(Dataset entries)
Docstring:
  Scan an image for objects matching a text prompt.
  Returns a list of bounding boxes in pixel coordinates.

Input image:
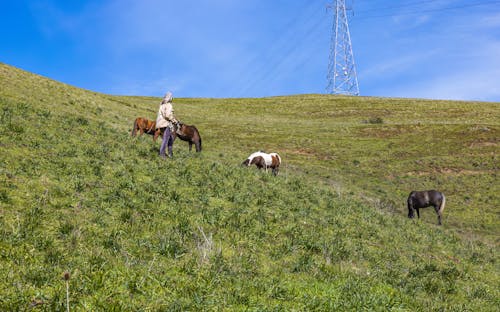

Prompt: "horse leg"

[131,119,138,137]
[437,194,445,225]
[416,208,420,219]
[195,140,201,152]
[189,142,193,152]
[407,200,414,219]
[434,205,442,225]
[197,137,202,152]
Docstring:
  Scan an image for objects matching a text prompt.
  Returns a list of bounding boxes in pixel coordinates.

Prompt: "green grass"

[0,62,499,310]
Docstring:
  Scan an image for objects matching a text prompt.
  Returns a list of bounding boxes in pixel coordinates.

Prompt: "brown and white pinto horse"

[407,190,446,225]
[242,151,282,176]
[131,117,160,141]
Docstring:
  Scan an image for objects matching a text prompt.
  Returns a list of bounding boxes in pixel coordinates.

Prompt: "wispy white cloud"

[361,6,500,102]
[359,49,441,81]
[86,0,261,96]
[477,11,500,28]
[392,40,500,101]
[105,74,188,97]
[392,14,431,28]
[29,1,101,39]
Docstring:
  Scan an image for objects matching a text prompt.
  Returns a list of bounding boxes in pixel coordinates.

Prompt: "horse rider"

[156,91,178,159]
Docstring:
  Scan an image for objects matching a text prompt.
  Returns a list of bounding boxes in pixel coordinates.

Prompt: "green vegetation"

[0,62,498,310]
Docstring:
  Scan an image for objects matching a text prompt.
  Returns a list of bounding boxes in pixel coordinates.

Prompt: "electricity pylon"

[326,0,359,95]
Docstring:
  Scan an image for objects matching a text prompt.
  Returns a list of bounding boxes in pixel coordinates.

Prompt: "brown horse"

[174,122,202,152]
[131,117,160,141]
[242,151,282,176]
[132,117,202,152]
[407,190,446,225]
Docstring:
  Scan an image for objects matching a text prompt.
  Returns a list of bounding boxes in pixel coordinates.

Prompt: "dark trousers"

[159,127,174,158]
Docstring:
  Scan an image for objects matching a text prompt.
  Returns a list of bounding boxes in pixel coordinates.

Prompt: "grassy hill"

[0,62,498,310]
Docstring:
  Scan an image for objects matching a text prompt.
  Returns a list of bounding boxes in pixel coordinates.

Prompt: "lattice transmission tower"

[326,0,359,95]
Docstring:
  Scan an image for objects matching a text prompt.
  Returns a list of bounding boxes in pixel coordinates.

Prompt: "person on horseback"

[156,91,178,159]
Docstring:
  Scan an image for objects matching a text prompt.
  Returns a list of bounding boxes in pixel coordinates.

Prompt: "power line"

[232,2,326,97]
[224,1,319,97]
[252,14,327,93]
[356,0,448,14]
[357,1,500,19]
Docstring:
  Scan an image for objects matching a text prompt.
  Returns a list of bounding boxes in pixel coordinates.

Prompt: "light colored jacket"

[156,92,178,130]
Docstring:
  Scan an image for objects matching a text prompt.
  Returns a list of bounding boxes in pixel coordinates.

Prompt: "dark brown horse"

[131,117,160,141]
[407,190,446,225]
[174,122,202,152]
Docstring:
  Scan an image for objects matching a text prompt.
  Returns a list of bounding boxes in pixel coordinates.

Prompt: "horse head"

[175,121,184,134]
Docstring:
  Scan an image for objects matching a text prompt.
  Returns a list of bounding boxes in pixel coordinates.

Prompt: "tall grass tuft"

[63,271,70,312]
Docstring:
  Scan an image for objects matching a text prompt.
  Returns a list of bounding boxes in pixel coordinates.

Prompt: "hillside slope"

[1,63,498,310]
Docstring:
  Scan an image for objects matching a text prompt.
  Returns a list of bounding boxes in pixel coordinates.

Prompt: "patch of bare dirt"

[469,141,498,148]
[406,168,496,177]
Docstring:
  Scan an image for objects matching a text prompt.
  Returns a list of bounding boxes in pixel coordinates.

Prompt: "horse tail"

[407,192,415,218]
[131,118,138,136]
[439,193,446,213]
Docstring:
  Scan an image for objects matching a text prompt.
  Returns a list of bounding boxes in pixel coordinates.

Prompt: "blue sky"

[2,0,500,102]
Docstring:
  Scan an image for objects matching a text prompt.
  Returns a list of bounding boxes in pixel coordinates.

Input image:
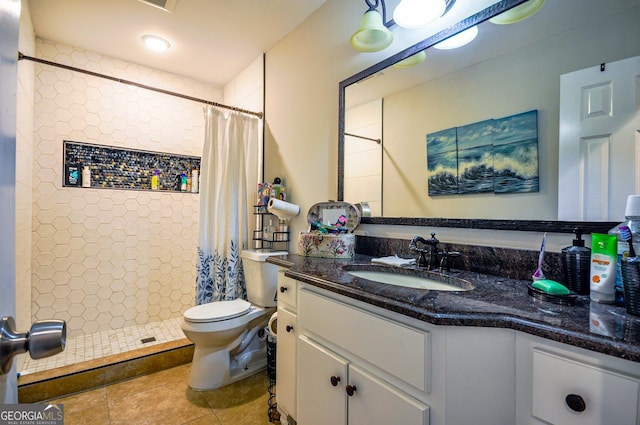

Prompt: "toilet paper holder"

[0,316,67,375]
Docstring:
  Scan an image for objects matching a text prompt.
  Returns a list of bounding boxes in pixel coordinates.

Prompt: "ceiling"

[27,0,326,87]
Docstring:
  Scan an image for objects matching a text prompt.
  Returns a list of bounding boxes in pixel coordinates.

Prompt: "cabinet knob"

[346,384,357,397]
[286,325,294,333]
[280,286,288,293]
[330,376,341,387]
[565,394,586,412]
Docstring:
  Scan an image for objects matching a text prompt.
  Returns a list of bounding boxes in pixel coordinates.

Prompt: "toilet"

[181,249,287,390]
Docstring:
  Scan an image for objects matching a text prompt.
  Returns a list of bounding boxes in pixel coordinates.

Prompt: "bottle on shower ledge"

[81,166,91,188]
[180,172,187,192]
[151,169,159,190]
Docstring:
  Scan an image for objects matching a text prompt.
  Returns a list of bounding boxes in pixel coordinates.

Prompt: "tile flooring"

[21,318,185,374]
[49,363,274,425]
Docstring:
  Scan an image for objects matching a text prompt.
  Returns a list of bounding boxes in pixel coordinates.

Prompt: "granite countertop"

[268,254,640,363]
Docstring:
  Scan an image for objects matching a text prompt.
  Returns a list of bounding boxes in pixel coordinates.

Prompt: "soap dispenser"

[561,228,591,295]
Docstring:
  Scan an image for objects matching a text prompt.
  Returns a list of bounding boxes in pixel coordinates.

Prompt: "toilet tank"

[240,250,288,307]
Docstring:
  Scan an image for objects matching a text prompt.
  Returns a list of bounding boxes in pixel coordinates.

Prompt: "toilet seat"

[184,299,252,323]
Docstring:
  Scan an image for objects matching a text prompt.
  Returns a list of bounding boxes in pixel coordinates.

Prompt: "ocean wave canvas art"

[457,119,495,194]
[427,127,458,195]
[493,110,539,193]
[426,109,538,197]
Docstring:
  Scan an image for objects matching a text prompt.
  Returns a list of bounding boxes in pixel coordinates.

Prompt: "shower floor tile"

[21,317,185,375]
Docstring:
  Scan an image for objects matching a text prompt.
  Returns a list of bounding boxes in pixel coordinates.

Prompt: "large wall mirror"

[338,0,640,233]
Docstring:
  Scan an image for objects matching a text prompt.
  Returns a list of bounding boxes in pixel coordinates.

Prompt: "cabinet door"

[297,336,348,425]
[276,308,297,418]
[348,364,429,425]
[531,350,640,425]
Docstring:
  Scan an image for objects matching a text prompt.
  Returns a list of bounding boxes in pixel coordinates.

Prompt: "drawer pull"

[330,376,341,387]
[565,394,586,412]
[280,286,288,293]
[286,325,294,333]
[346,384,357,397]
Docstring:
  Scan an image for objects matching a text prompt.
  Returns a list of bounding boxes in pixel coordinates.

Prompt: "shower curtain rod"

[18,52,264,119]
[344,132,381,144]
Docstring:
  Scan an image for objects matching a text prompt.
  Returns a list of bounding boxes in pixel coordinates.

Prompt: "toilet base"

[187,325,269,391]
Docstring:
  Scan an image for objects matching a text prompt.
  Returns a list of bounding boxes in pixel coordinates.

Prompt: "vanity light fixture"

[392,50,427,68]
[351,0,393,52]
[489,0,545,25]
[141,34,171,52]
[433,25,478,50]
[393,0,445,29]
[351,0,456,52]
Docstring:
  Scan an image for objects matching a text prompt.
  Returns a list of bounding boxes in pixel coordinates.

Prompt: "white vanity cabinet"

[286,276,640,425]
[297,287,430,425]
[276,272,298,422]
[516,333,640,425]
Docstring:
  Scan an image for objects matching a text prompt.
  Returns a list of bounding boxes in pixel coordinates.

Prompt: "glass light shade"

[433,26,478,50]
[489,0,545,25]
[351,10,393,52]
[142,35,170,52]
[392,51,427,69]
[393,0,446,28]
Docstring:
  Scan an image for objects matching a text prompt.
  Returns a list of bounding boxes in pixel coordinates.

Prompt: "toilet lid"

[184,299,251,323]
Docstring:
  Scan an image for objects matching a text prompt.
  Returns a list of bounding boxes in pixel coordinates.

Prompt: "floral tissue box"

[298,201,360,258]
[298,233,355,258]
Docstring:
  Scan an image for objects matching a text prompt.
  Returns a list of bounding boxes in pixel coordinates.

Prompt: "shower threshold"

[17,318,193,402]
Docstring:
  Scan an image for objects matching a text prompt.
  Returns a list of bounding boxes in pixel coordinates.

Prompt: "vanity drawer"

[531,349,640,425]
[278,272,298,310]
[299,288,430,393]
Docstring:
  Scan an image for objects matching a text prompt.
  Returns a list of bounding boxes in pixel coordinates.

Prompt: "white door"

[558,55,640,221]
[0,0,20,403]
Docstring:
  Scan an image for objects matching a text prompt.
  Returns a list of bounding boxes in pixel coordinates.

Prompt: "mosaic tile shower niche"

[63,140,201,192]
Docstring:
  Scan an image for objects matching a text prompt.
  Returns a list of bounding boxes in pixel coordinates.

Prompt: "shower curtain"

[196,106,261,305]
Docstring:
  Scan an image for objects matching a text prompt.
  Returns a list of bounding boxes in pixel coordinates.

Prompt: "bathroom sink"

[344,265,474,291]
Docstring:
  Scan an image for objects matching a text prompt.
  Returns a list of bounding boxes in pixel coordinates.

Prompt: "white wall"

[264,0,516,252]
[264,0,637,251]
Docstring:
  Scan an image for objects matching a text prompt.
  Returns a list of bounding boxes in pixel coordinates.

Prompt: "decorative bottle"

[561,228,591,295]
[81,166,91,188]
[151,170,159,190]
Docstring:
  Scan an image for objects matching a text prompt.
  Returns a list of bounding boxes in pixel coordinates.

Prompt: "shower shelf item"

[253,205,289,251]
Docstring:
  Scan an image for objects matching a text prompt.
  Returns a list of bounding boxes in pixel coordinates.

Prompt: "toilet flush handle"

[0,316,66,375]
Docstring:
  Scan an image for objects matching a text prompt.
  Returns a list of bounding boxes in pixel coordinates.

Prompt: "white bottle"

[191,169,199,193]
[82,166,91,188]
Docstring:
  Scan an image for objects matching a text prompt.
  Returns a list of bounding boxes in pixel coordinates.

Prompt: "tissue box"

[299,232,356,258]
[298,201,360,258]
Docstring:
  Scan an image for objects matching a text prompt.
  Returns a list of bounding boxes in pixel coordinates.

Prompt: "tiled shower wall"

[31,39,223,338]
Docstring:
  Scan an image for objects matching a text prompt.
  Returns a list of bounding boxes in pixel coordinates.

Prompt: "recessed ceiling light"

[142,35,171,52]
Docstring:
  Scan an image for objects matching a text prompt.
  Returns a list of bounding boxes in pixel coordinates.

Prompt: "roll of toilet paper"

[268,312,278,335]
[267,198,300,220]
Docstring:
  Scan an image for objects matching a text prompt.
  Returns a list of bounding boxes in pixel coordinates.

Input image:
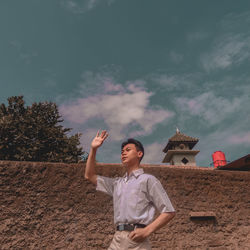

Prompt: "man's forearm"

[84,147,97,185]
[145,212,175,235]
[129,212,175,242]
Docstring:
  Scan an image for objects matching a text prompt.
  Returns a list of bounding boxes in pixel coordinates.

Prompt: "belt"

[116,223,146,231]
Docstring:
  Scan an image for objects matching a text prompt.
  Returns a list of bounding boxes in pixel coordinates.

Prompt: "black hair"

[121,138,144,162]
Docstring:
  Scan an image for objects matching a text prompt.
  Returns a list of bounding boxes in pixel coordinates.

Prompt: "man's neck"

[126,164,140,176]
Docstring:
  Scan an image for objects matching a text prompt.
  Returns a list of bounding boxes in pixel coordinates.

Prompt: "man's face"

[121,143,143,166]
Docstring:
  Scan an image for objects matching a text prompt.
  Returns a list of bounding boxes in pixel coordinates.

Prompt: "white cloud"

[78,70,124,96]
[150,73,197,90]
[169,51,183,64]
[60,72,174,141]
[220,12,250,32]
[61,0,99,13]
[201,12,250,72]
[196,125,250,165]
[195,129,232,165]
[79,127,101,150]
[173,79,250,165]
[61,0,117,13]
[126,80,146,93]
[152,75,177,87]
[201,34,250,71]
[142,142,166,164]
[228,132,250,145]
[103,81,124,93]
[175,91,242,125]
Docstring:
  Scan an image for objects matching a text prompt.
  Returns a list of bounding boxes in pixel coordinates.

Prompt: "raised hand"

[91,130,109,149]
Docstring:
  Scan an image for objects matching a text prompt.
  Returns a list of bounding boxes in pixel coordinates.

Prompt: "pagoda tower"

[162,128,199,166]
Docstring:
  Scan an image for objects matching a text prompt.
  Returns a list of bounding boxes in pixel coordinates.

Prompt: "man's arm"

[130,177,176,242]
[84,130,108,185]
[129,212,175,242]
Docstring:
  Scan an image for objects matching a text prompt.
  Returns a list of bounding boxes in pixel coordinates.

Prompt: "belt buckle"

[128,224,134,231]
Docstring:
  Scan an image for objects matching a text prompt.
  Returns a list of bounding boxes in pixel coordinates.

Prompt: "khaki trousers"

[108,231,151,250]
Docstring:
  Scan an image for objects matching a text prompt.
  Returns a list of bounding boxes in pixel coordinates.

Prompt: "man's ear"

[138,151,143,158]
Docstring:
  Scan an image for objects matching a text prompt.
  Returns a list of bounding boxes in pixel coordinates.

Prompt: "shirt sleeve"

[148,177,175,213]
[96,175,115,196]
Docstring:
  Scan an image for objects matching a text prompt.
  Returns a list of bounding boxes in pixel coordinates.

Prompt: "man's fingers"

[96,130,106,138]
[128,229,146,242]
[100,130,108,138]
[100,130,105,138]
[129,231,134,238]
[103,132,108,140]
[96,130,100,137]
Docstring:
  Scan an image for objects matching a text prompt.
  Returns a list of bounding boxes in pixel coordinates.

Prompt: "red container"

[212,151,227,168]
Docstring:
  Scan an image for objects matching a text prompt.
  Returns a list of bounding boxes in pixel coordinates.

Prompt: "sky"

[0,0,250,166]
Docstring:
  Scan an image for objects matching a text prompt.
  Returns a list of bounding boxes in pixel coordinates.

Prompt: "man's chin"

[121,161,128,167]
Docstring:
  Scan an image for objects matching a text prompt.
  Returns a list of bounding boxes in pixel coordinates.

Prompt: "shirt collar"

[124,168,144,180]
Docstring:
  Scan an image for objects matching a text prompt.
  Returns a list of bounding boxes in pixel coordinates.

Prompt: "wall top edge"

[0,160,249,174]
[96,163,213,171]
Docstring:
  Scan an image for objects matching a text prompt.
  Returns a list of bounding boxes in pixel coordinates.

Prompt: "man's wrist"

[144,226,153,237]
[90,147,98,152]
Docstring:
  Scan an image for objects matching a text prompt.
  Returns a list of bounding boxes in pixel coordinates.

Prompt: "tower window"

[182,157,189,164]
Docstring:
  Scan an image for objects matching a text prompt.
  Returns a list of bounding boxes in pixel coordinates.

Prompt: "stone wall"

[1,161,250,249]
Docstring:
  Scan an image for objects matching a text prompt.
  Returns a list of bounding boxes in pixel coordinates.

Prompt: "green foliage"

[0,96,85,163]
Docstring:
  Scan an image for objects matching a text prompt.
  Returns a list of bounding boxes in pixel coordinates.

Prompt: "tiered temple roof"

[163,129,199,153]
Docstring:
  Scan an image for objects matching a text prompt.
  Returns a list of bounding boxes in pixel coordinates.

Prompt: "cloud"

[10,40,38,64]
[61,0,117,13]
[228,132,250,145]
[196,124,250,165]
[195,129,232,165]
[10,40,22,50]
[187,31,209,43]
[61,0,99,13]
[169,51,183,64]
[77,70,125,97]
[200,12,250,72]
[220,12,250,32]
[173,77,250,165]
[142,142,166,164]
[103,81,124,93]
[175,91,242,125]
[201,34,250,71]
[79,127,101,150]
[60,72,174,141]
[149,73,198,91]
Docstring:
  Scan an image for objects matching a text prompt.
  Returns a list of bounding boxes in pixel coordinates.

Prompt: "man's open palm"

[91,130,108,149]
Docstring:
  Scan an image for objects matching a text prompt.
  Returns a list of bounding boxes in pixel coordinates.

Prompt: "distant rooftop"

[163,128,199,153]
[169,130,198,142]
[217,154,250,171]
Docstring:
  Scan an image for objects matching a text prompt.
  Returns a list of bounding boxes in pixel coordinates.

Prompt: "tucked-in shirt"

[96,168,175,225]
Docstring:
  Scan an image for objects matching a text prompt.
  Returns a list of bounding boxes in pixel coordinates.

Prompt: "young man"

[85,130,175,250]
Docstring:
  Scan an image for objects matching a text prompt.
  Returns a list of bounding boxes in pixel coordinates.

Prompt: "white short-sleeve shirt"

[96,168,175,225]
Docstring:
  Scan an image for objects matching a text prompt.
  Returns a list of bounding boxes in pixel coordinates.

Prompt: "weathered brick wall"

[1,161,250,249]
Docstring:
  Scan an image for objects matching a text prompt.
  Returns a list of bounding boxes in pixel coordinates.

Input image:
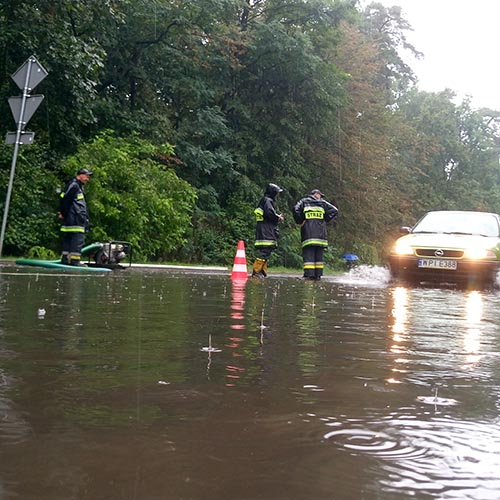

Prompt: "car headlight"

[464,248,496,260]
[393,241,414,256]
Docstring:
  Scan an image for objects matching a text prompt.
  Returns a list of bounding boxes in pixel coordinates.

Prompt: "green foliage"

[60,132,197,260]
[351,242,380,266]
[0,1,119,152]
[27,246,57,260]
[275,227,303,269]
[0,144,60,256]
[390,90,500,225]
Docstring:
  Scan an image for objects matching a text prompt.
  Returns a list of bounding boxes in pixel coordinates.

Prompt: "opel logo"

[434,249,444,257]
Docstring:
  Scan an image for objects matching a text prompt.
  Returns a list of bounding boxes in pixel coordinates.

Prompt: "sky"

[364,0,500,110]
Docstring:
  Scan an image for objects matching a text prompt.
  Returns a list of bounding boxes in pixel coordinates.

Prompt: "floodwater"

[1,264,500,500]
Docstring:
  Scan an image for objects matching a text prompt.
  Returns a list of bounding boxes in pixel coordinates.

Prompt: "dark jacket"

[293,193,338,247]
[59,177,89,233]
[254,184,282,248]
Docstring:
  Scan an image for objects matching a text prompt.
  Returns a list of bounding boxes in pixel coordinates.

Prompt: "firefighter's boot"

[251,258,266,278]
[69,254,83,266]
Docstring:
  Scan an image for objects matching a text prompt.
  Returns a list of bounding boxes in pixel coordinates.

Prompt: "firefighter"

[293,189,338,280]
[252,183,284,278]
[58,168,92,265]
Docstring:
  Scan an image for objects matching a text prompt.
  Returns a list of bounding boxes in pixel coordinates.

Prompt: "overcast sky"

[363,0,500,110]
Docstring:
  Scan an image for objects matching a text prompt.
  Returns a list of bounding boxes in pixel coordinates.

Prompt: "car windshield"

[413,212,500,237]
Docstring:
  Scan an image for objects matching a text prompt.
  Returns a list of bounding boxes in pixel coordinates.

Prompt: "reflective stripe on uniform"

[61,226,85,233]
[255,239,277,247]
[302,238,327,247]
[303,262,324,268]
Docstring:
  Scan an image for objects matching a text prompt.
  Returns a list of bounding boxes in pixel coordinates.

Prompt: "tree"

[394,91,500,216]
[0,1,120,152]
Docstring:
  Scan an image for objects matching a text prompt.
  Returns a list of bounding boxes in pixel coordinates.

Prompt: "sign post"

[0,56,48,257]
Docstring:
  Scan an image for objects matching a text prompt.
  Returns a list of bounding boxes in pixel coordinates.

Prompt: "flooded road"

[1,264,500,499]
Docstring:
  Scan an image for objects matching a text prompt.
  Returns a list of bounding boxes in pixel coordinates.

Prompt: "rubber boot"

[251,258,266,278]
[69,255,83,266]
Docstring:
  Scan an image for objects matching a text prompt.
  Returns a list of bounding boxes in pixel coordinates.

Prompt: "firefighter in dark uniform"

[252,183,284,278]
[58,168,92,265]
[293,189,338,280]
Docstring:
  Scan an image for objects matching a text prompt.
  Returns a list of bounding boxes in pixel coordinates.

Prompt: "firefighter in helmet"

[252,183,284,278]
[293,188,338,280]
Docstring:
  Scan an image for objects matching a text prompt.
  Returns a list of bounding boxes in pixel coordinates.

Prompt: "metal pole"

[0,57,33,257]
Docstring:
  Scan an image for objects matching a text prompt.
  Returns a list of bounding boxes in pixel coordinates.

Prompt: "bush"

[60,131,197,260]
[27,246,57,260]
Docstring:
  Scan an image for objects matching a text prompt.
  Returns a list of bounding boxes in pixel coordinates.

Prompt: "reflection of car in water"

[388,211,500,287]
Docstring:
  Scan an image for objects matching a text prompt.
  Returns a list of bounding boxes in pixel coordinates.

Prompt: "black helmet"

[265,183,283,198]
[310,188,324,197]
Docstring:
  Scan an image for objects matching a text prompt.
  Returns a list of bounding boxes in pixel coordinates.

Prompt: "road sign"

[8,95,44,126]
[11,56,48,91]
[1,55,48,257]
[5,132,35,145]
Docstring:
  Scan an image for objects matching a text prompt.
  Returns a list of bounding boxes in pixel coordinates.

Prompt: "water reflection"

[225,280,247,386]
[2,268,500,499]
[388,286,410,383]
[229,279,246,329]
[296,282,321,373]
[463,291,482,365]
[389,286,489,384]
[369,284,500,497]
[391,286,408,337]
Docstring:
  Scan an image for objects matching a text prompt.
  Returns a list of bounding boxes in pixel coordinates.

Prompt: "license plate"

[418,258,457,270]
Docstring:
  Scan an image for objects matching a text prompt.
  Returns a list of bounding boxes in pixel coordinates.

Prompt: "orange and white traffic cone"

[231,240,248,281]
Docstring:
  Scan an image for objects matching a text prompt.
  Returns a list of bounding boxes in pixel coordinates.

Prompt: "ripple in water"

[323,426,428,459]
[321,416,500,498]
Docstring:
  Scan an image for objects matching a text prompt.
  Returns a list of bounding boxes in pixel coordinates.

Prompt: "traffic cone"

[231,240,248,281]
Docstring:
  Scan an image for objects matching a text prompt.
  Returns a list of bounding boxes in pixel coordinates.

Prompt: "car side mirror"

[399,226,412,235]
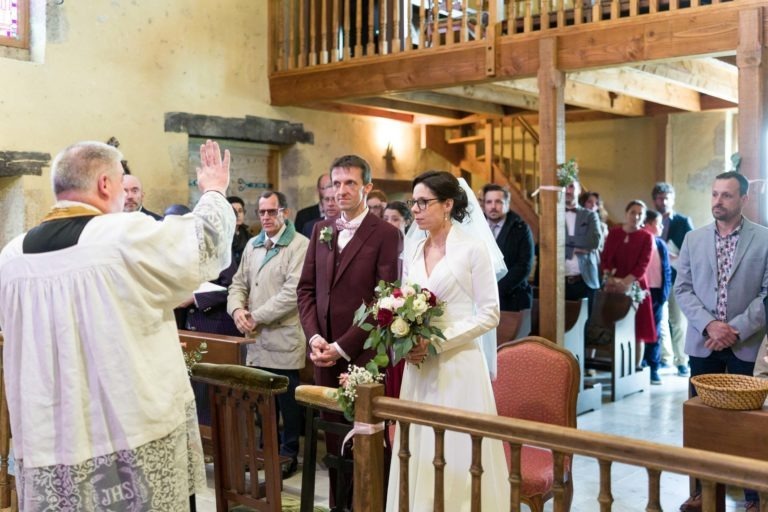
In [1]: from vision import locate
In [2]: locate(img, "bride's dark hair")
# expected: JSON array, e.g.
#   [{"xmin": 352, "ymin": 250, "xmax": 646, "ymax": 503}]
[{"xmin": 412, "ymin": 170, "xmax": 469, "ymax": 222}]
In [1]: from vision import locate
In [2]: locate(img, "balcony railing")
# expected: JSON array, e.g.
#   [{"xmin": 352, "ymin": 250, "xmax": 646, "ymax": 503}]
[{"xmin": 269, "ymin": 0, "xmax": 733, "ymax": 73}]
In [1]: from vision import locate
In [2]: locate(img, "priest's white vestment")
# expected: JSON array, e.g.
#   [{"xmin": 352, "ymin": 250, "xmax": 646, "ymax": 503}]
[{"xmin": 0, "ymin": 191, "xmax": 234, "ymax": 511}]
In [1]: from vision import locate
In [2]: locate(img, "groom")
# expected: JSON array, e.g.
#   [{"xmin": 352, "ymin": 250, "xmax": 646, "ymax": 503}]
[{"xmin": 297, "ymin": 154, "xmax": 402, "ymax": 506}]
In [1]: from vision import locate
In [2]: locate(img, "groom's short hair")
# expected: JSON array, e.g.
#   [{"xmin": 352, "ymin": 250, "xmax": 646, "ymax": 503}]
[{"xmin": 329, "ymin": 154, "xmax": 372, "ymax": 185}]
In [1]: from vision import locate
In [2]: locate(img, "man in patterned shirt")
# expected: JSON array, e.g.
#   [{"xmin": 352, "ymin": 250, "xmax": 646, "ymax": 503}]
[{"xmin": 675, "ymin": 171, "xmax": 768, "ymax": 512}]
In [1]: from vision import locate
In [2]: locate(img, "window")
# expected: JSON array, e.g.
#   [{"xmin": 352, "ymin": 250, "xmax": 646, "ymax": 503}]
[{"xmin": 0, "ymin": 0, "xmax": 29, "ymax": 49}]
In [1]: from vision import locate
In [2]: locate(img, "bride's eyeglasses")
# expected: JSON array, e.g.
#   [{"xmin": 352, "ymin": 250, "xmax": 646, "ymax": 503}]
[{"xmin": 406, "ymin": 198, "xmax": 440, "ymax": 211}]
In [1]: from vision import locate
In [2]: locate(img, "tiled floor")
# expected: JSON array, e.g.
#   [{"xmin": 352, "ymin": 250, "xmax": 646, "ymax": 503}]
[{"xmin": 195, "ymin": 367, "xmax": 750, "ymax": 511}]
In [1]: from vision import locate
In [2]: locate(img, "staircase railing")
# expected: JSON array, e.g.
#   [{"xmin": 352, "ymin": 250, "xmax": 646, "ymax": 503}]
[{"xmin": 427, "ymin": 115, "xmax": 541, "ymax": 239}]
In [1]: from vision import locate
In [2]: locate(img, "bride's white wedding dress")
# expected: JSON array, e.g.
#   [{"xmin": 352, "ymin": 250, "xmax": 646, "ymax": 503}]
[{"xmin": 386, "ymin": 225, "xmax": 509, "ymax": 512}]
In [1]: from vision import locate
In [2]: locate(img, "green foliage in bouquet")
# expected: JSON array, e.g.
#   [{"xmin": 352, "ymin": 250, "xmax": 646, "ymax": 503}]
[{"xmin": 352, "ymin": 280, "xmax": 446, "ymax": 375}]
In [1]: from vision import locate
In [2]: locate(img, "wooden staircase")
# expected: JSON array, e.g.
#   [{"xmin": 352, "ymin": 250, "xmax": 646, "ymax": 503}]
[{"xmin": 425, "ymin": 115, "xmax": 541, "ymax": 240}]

EXERCISE DIRECTIONS:
Among the entries, find every line holding "bride" and return it.

SOLUTION BELOW:
In [2]: locate(img, "bride's dark hair")
In [2]: locate(img, "bride's eyeglasses")
In [2]: locate(img, "bride's white wedding dress")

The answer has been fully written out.